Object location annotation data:
^^^^^^^^^^^^^^^^
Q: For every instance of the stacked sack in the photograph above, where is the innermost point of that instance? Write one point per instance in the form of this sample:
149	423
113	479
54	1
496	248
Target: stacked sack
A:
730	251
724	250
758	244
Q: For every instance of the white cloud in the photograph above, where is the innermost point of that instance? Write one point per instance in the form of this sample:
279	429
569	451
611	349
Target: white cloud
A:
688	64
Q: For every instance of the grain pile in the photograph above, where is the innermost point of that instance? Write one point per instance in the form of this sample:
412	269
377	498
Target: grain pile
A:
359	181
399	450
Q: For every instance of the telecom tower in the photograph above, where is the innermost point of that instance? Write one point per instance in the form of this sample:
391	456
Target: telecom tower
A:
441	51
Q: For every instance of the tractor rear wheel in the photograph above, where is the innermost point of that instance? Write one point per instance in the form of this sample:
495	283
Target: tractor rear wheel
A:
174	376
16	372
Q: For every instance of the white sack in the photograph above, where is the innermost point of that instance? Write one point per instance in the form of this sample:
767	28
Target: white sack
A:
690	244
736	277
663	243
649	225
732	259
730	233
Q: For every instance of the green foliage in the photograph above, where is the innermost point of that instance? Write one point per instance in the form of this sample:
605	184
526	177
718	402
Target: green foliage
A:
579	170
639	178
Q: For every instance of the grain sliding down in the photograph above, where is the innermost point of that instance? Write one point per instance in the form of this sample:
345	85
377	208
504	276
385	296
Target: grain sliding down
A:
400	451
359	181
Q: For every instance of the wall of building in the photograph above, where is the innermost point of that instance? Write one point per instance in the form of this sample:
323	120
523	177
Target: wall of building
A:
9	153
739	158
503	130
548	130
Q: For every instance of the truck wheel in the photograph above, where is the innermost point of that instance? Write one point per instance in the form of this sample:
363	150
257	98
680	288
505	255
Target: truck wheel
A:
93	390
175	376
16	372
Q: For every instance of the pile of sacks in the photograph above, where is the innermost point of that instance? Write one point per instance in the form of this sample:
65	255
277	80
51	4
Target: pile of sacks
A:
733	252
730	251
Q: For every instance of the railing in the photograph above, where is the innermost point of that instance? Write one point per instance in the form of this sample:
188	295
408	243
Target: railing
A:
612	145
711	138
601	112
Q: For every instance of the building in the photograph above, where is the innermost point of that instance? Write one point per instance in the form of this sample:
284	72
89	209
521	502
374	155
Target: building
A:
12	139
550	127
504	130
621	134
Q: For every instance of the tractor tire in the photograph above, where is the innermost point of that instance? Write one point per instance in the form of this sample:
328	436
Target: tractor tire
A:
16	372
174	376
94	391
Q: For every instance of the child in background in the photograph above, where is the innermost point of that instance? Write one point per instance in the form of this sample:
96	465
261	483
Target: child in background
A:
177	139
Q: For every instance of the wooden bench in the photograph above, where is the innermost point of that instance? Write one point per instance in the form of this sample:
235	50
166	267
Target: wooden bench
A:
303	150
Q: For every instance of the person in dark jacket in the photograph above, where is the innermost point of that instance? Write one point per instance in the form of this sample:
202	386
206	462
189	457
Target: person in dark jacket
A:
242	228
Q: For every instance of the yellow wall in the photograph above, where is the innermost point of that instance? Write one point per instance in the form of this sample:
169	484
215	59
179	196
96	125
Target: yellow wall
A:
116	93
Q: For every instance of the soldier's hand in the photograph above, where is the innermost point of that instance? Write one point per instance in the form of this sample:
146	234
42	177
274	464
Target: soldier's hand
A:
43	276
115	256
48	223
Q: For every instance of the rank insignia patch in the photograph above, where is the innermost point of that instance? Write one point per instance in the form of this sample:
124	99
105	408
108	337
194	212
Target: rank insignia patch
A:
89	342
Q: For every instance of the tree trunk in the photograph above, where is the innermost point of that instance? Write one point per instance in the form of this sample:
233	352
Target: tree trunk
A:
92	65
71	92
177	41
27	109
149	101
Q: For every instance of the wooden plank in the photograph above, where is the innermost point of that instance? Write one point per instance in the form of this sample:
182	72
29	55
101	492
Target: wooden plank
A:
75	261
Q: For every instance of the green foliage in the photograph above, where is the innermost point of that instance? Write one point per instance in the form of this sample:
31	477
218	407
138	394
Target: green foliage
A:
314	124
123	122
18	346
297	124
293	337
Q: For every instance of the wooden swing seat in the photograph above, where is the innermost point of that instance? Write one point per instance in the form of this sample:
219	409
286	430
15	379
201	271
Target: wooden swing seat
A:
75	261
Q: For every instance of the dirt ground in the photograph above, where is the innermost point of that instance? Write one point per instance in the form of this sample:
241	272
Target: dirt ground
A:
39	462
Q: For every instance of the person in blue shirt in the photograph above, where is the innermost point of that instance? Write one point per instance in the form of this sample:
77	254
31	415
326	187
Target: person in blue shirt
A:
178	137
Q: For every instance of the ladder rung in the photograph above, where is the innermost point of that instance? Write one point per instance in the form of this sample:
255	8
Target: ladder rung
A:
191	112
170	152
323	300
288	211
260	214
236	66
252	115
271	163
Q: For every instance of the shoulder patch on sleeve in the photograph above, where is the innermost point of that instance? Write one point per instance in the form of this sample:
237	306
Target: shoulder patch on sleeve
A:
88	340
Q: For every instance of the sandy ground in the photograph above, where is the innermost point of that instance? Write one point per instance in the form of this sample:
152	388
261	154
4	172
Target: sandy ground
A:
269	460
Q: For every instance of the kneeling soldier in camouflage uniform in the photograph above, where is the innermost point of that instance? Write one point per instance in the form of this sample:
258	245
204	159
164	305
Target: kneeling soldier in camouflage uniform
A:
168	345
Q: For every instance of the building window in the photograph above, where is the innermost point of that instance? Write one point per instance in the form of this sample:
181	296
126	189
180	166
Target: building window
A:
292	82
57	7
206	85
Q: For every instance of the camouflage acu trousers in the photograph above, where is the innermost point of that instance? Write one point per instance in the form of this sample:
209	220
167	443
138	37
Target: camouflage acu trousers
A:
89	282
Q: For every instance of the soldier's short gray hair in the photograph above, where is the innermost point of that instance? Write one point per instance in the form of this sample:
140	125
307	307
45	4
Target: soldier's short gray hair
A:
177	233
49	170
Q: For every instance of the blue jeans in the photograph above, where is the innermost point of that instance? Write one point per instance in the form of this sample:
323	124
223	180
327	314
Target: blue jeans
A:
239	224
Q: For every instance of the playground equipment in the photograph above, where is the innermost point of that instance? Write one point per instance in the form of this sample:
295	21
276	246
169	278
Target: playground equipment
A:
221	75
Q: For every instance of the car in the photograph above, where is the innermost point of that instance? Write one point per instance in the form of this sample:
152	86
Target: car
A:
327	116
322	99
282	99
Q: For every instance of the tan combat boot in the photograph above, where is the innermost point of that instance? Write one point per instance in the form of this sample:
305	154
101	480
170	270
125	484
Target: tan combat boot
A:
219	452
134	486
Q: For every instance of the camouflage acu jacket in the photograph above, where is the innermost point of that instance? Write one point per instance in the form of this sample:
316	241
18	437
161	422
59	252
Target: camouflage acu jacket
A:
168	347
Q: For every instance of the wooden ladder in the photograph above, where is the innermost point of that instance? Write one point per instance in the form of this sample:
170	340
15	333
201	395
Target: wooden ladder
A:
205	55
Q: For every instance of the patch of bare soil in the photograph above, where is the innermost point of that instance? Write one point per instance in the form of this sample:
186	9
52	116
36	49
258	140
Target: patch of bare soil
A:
^^^^^^^^^^^^^^^^
WHAT THE TASK ASKS » Every entry above should be retyped exactly as shown.

ANSWER FOR THE TASK »
Q: For every instance of the stacked sack in the photograph above, where is the innermost point of that instance? Write one point per instance in the form of this sample:
149	423
113	479
54	1
496	248
Target: stacked sack
A:
730	251
724	250
758	244
Q: For every instance of the white cloud in the photograph above, where is the innermost point of that instance? Write one point per instance in the form of this sample:
279	429
569	451
611	349
Target: white cloud
A:
688	64
Q: For every instance of the grain pile in the photograph above, where is the innermost point of that instance? Write one point per instance in the form of this sample:
412	269
377	498
Target: grain pile
A:
359	181
399	450
Q: For every instance of the telecom tower in the photograph above, where is the innermost point of that instance? Write one point per instance in the form of this sample:
391	456
Target: telecom tower
A:
441	51
Q: For every instance of the tractor rear wheel in the photograph above, where is the innermost point of that instance? Write one point per instance in the form of this sample:
495	283
Target: tractor rear wheel
A:
174	376
16	372
Q: For every instance of the white sack in the photograph above, where is the innermost point of that instance? Write one point per instance in the form of this sample:
767	28
Target: white sack
A:
690	244
736	277
663	243
649	225
732	259
730	233
Q: For every instance of the green foliage in the photograph above, where is the innermost point of that instance? Write one point per instance in the form of this sample:
605	184
526	177
718	402
Target: green foliage
A:
579	170
639	178
Q: For every instance of the grain sliding down in the photograph above, where is the innermost point of that instance? Write one point per instance in the form of this sample:
345	85
377	208
504	276
385	296
Target: grain sliding down
A:
400	451
359	181
Q: For every instance of the wall of building in the photograph above, where is the innermost point of that instance? Write one point per instance in the form of this sample:
323	120
523	177
Target: wall of building
A:
9	153
739	158
503	130
548	130
Q: For every instance of the truck wheel in the photograph above, where is the innermost point of that instance? Write one point per instance in the form of this sample:
363	150
257	98
680	288
505	255
Target: truck wheel
A:
93	390
175	376
16	372
Q: For every instance of the pile of sacks in the photograph above, where is the innermost point of that instance? Write one point per instance in the form of this sample:
65	255
277	80
51	4
Target: pile of sacks
A:
733	252
730	251
Q: For every instance of the railing in the photograph above, where is the innermost point of that instance? Write one point per instance in the form of this sample:
188	295
408	243
Target: railing
A:
612	145
711	138
601	112
Q: For every instance of the building in the photograph above, where is the innermost point of that instance? Write one point per instance in the form of this sample:
284	72
89	209
521	502
374	155
Target: building
A:
12	139
550	127
504	130
621	134
Q: For every instance of the tractor tire in the photograph above, where is the innermost point of that instance? Write one point per instance in the form of this sample:
328	436
Target: tractor tire
A:
16	372
174	376
94	391
Q: For every instance of the child in background in the photograph above, where is the innermost point of that instance? Write one point per instance in the form of this sample:
96	465
261	483
Target: child in background
A:
177	139
Q: For every instance of the wooden bench in the photograph above, where is the innermost point of that instance? Write one point per instance in the form of this sample:
235	50
166	267
Target: wooden bench
A:
303	150
Q: For every instance of the person in dark jacket in the photograph above, where is the innermost point of that instance? Write one point per instance in the form of this sample:
202	386
206	462
189	457
Target: person in dark jacket
A:
242	228
Q: For every instance of the yellow wall in the photograph above, where is the innermost point of that instance? Write one point per instance in the form of this sample:
169	484
215	59
179	196
96	125
Target: yellow wall
A:
116	93
Q: For every instance of the soldier's hand in the photograph above, where is the innermost point of that instance? Write one point per instance in the form of this sample:
146	234
42	177
274	464
Target: soldier's hand
A:
43	276
115	256
48	223
Q: For every instance of the rank insignia patch in the photograph above, where is the innermost point of that instance? Write one point per instance in the form of this sample:
124	99
105	408
108	337
194	212
Target: rank insignia patch
A:
89	342
Q: For every instance of the tree trunk in the photograph above, where is the innermost point of that instance? Write one point per instance in the form of this sample:
233	352
Target: tree trunk
A:
92	65
71	92
177	41
27	109
149	101
Q: For every instance of the wooden plank in the photograph above, where is the innermost point of that instance? Write one point per instance in the form of this sample:
182	72
29	55
101	492
Target: wooden plank
A:
75	261
Q: For every instance of the green foliage in the photograph above, where is the innermost point of that instance? Write one point per instance in the form of this sample:
31	477
218	407
138	394
Target: green foliage
A:
314	124
123	122
18	346
297	124
293	337
Q: For every instance of the wooden swing seat in the photograph above, where is the innermost point of that instance? Write one point per instance in the form of this sample:
219	409
286	430
15	379
201	271
Target: wooden swing seat
A:
75	261
Q: For every instance of the dirt ground in the photograph above, where is the innermost point of that instance? Write one point per instance in the form of this sample:
241	272
Target: dirt ground
A:
39	462
Q: For every instance of the person in blue shirt in the photograph above, where is the innermost point of that instance? Write one point per instance in the form of this sample:
77	254
31	415
326	187
Target: person in blue shirt
A:
178	137
Q: For every instance of the ladder rung in the photograph above, where is the innermost point of that instance? Write one point per instance in the form of this sample:
255	8
Target: ladder rung
A:
191	112
170	152
323	300
288	211
260	214
236	66
252	115
271	163
Q: For every instance of the shoulder patch on sleeve in the photograph above, where is the innermost point of that instance? Write one point per instance in the form of this sample:
237	306
Target: shoulder patch on sleeve
A:
88	340
Q: For every instance of the sandy ground in the photograph above, where is the innermost point of that instance? Write one point per instance in the form of this sample:
152	388
261	154
4	172
Target: sandy ground
A:
269	460
Q: For every instance of the kneeling soldier in camouflage uniform in the photograph above, where is the innermost point of that instance? Write one point per instance in the form of this sample:
258	245
204	159
164	305
Target: kneeling soldier in camouflage uniform
A:
168	345
Q: For every instance of the building window in the photograph above, where is the innermost point of that instance? Write one point per instance in the form of this sample:
181	296
126	189
180	166
Target: building window
A:
292	82
57	7
206	85
Q: For every instance of the camouflage acu trousers in the photograph above, where is the innermost point of that instance? Write one point per instance in the form of this sample:
209	220
167	443
138	37
Target: camouflage acu trousers
A:
89	282
Q: For every instance of the soldier's short gray hair in the photograph above, where is the innermost point of that instance? Write one point per instance in the form of this sample:
140	125
307	307
45	4
Target: soldier's short gray hair
A:
177	233
49	170
Q: For every instance of the blue jeans in the photograph above, where is the innermost point of that instance? Write one point per instance in the form of this sample:
323	124
223	180
327	314
Target: blue jeans
A:
239	224
Q: For every instance of the playground equipment in the photograph above, where is the innermost point of that instance? Write one point per instance in the form of this sample:
295	21
276	246
169	278
Target: playground equipment
A:
221	75
Q: For every instance of the car in the photograph above, where is the innermost point of that instance? Write one point per instance in the form of this sample:
152	86
Target: car
A:
327	116
322	99
282	99
Q: For every instance of the tan combat boot in the photograph above, where is the innermost point of that instance? Write one point per instance in the form of this sample:
305	154
101	480
170	270
125	484
Target: tan combat boot
A:
219	452
134	486
Q: For every instance of the camouflage acu jacket in the photograph above, where is the innermost point of that instance? Write one point per instance in the form of this sample:
316	241
18	437
161	422
59	252
Target: camouflage acu jacket
A:
168	347
Q: For every instance of the wooden ladder in the photograph above, where is the innermost point of that instance? Write one point per instance in the form of this sample:
170	340
15	333
201	395
Target: wooden ladder
A:
205	55
Q: For every instance of the patch of bare soil in the photograph above, where is the innermost point of that instance? Write one point per instance in the form of this sample:
186	9
52	116
36	49
258	140
Target: patch of bare soil
A:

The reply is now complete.